§ **Aim of the exercise**
Reproduce every line of the rows below, requests included, adding 48 to each x and y coordinate in the answers. Leave the pictures out.

Pointing data excerpts:
=====
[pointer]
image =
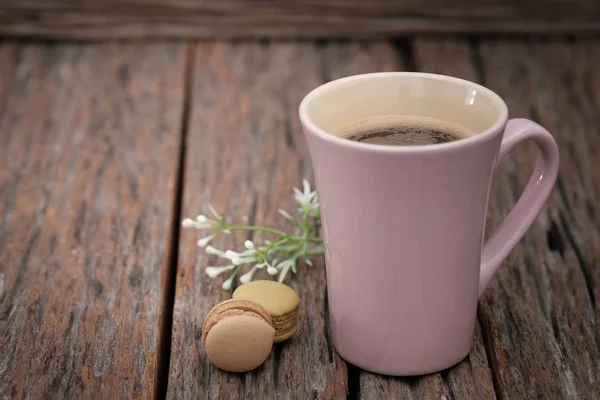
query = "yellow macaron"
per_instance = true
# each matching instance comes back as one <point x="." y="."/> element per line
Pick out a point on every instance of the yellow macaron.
<point x="280" y="301"/>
=====
§ **Final answer**
[pointer]
image =
query = "yellow macaron"
per_instance = true
# each matching instance comes back as one <point x="." y="."/> element per line
Pick out a point on every instance of the yellow macaron.
<point x="328" y="349"/>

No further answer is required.